[START Passage shown]

The second thing I see—stepping away from the actual plot at the moment—is a run-on sentence, which is comprised of two independent clauses and is usually missing a coordinating conjunction (although some people miss the commas, too). If you see two clauses that can stand alone, you must put a coordinating conjunction and a comma, a semicolon instead of the comma, or an em-dash instead of the comma. If you'd like more clarification, comment below.

Keep in mind the difference between "then" and "than."

Other than those things, you present a pretty compelling world filled with prejudice, separation, and apparent fear of authority (although both deities Tiamat and Bahamut are from Dungeons and Dragons according to my research as I knew the names sounded familiar—is this fan fiction, or...?). As far as I can tell, it's unique and interesting. Although your style could use some spicing up (which I'll talk about a little later), you've interested me enough to make me want to go on.

Since you have both negative and positive elements in this chapter, they balance each other out. No points will be given or taken for this chapter.

Chapter Two
Chapter Two, though less exciting, characterizes Calix a lot more in a different lens than being a victim and an outcast, which I enjoyed. He was curious, intelligent—his own individual. I liked that. The new character, Kase, was also enjoyable with his warm spirit and nurturing personality so far. 

What I liked less about this chapter than the previous one was the level of interest it gave me. I understand why the plot would be less interesting considering the context, but the writing itself should still be interesting to read for me (who loves to appreciate literary devices!). The prose was lacking variety and poise, which is something for blossoming writers to master with hard work. 

Something you can strive for in the future, for example, is sentence variety. You usually write sentences starting with nouns, for instance, and there are hardly any punctuation marks in the middle like dashes and whatnot. Did you know you can start a sentence with a form of every part of speech (participles or gerunds as "verbs," nouns as nouns, and so on)? I used to play a game where each number of a die was a different part of speech that I would start the next sentence with as a writing exercise to try and write with more variety. With that same game, I corresponded the numbers with type of sentence, too (simple, compound, etc.). While you certainly don't have to do that for an actual story, it might be a good tool to use for random writings or just practice in general. 

Once again, the pros and cons of this chapter balance point value out. No points as of yet, once again.

Chapter Three

There was a voice in Chapter Three "translating" Kase's English or whatever language it is to Calix—at least, that was what I gathered from it—that you spent one paragraph on, dismissing it as some type of blessing from Bahamut. Well...I think you need to elaborate a lot more on that. Is it strange to Calix? Miraculous? Does this type of thing go on a lot in the world of your story? Why would Calix believe it's a blessing from Bahamut? Even readers who have already been immersed in your world should get more of a taste of this "voice," I think, even if it does turn out to be Imago's doing. I believe this is a flaw in your world-building, which you were doing a pretty good job of in the last chapter with sacrifices, deities, species, etc.

[END Passage shown]
[START Given entries]

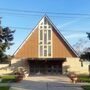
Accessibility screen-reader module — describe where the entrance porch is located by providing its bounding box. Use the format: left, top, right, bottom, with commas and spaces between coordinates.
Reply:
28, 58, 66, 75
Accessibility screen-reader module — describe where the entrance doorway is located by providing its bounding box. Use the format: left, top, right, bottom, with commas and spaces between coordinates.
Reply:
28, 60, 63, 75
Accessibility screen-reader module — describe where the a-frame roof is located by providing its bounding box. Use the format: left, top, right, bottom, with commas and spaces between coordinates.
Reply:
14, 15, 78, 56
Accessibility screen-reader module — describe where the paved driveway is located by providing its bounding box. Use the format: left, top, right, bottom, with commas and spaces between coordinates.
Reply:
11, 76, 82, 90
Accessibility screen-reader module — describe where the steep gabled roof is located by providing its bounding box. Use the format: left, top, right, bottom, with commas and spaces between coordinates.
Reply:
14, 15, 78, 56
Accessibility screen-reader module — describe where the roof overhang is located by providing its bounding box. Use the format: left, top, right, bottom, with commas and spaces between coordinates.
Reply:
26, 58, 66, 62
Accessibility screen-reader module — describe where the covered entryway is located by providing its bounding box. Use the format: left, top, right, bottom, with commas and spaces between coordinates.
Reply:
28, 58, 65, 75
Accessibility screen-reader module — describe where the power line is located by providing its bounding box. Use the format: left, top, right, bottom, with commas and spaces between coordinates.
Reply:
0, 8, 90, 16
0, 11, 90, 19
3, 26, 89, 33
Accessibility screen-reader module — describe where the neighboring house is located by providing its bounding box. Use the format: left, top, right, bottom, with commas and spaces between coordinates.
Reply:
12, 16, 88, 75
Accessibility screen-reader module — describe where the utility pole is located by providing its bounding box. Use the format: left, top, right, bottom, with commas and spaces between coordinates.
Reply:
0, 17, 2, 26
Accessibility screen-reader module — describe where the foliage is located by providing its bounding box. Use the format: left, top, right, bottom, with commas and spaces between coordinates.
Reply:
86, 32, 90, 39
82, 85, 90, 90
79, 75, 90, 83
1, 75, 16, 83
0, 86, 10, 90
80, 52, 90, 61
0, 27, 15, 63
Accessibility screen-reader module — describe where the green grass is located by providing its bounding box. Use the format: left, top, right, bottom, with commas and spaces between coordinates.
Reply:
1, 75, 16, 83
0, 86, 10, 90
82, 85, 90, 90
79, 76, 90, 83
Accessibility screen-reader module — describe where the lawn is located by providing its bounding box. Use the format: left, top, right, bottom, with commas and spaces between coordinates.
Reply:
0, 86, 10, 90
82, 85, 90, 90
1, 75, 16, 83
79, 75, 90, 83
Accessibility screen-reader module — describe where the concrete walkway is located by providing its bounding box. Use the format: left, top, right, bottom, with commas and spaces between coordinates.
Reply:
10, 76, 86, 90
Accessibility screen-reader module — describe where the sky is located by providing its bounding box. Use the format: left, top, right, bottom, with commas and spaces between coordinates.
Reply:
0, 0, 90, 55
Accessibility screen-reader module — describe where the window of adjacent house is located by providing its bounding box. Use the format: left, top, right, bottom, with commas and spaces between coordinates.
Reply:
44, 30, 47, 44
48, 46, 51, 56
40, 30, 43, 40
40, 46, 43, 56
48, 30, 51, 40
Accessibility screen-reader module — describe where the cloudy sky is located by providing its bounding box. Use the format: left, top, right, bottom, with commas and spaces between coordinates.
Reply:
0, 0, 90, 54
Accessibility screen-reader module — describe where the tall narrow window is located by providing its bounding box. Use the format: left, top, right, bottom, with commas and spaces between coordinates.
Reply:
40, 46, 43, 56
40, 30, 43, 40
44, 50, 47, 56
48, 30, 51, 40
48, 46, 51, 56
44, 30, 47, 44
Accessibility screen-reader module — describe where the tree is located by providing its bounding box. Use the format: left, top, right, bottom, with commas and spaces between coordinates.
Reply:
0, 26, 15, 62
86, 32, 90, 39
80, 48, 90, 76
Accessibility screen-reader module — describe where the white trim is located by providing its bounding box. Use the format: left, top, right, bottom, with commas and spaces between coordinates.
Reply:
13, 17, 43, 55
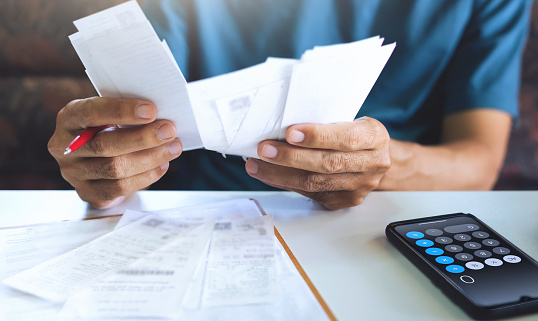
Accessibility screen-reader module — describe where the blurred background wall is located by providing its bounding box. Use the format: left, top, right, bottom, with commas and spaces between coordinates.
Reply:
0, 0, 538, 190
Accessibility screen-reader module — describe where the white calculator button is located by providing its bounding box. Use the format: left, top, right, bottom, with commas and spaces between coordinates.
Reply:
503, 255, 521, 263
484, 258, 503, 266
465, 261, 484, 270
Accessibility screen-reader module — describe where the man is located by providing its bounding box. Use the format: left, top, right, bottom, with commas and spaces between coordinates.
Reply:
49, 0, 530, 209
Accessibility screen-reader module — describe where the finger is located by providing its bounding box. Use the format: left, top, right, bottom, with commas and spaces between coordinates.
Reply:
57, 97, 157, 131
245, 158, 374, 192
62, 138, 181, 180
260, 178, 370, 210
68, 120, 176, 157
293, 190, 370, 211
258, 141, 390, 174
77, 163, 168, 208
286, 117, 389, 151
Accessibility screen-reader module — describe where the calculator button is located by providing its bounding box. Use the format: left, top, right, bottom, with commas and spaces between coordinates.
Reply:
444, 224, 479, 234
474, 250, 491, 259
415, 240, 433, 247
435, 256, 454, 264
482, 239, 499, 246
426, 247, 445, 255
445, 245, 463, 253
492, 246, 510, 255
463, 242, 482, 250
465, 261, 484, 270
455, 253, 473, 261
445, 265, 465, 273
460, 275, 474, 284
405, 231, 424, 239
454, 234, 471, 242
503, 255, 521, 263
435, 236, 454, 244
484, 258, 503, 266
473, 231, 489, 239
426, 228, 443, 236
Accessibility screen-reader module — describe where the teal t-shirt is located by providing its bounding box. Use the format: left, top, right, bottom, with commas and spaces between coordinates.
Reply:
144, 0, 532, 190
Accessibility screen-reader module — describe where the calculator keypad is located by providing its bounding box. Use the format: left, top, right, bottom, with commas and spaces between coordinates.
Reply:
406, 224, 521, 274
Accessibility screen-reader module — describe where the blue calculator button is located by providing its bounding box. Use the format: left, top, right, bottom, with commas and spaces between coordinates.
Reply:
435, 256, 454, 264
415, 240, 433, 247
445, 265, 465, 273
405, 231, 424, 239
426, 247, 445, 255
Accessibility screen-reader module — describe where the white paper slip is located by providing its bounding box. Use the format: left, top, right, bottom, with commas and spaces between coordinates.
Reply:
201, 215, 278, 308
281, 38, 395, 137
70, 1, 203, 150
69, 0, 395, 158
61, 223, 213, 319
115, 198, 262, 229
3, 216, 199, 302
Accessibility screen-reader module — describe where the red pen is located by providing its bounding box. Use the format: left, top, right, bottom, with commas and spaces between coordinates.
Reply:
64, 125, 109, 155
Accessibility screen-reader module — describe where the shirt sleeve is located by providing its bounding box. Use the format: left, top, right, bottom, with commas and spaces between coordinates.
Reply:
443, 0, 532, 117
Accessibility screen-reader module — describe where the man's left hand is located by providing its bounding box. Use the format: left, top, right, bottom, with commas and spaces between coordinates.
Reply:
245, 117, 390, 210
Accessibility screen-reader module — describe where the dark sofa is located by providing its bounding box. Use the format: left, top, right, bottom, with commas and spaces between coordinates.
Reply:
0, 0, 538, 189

[END Given entries]

To do →
[1] In the critique, what qualities does Kase show so far?
[2] Echo the part of the critique starting with "There was a" and going on through "deities, species, etc.".
Rely on the critique alone.

Answers for the exercise →
[1] A warm spirit and a nurturing personality.

[2]
There was a voice in Chapter Three "translating" Kase's English or whatever language it is to Calix—at least, that was what I gathered from it—that you spent one paragraph on, dismissing it as some type of blessing from Bahamut. Well...I think you need to elaborate a lot more on that. Is it strange to Calix? Miraculous? Does this type of thing go on a lot in the world of your story? Why would Calix believe it's a blessing from Bahamut? Even readers who have already been immersed in your world should get more of a taste of this "voice," I think, even if it does turn out to be Imago's doing. I believe this is a flaw in your world-building, which you were doing a pretty good job of in the last chapter with sacrifices, deities, species, etc.